- [Aufgabe A]: Prüfe anhand des folgenden Textes über die Sendewochen des NWDF, ob jede Aussage stimmt: (i) In der 38. Sendewoche wurde ein Spielfilm gesendet. (ii) Die Königsteiner Puppenspiele liefen in der 38. Sendewoche. (iii) Die Vorbereitungen des NWDF galten einer Ausstellung in Hamburg. Antworte jeweils mit Ja oder Nein und zitiere die entscheidenden Worte des Textes wörtlich.
━━━━━━
In der 37. Sendewoche (9.-l5. Sept. 51) wurden neben Kurzfilmen und Reportagen vor allem Aufführungen der Königsteiner Puppenspiele, ein Kursus "Jeder kann zeichnen" und "Ein Blick in die Kleinwelt" gebracht. In der 38. Sendewoche (16. bis 22. Sept.): Neue deutsche Wochenschau, 3 Reportagen, 2 Kurzfilme, 1 Spielfilm und 1 Märchenspiel von der Marionettenbühne Fey. Das Programm dieser beiden Sendewochen war bereits weitgehend beeinflusst von den umfassenden Vorbereitungen, die der NWDF für die Durchführungen des umfangreichen Fernseh-Programms auf der Berliner Industrie-Ausstellung trifft, und die den Mitarbeiterstab des NWDF weitgehend in Anspruch nehmen.
━━━━━━
- [Aufgabe B]: Gib bitte alle nachstehenden Datensätze Zeile für Zeile unverändert wieder, lass dabei aber die Bilder weg.

- [Gelieferte Daten]:
━━━━━━
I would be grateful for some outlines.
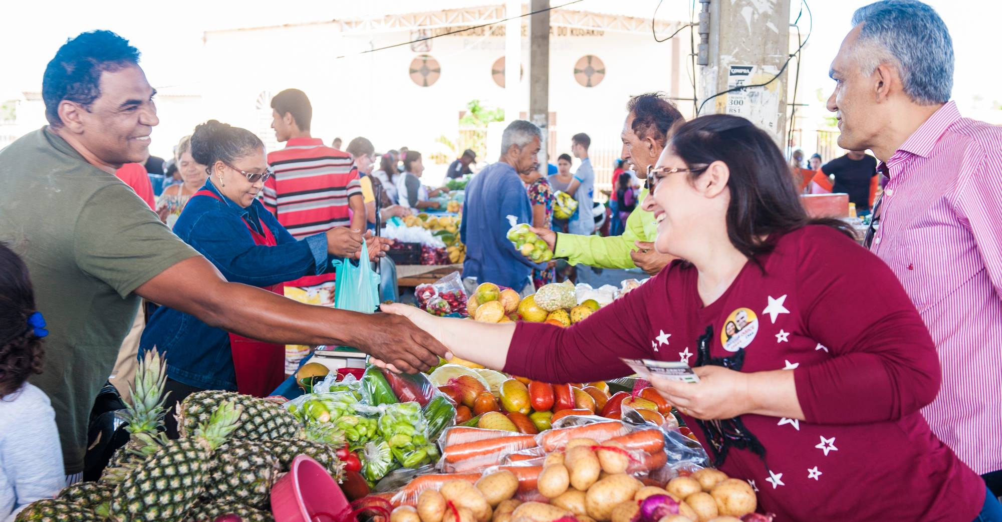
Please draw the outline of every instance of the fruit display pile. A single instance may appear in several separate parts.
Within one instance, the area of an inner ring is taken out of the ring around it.
[[[178,407],[181,438],[163,433],[166,363],[148,352],[136,371],[134,406],[123,415],[129,442],[100,480],[30,504],[17,521],[205,521],[231,514],[273,520],[270,492],[293,459],[306,454],[332,476],[344,474],[344,434],[304,426],[280,404],[232,392],[192,394]]]
[[[391,522],[770,522],[744,481],[668,468],[663,432],[617,421],[535,437],[452,428],[445,461],[500,465],[424,475],[390,498]],[[514,440],[513,440],[514,439]],[[454,459],[450,459],[455,456]]]

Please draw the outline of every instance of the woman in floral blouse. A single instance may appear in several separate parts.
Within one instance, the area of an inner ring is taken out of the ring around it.
[[[526,190],[529,192],[529,202],[532,203],[532,225],[537,228],[549,229],[553,223],[553,189],[550,188],[549,181],[546,180],[546,176],[541,174],[539,170],[535,170],[530,174],[519,174],[519,177],[525,183]],[[543,271],[535,269],[532,271],[532,283],[536,289],[548,283],[553,283],[556,278],[553,265],[551,263]]]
━━━━━━
- [Fertige Antwort A]:
(i) Ja: „In der 38. Sendewoche (16. bis 22. Sept.): Neue deutsche Wochenschau, 3 Reportagen, 2 Kurzfilme, 1 Spielfilm“
(ii) Nein: „In der 37. Sendewoche (9.-l5. Sept. 51) wurden neben Kurzfilmen und Reportagen vor allem Aufführungen der Königsteiner Puppenspiele“
(iii) Nein: „auf der Berliner Industrie-Ausstellung“

- [Fertige Antwort B]:
I would be grateful for some outlines.
Please draw the outline of every instance of the fruit display pile. A single instance may appear in several separate parts.
Within one instance, the area of an inner ring is taken out of the ring around it.
[[[178,407],[181,438],[163,433],[166,363],[148,352],[136,371],[134,406],[123,415],[129,442],[100,480],[30,504],[17,521],[205,521],[231,514],[273,520],[270,492],[293,459],[306,454],[332,476],[344,474],[344,434],[304,426],[280,404],[232,392],[192,394]]]
[[[391,522],[770,522],[744,481],[668,468],[663,432],[617,421],[535,437],[452,428],[445,461],[500,465],[424,475],[390,498]],[[514,440],[513,440],[514,439]],[[454,459],[450,459],[455,456]]]

Please draw the outline of every instance of the woman in floral blouse. A single instance may appear in several separate parts.
Within one instance, the area of an inner ring is taken out of the ring around it.
[[[526,190],[529,192],[529,202],[532,203],[532,225],[537,228],[549,229],[553,223],[553,189],[550,188],[549,181],[546,180],[546,176],[541,174],[539,170],[535,170],[530,174],[519,174],[519,177],[525,183]],[[543,271],[535,269],[532,271],[532,283],[536,289],[548,283],[553,283],[556,278],[553,265],[551,263]]]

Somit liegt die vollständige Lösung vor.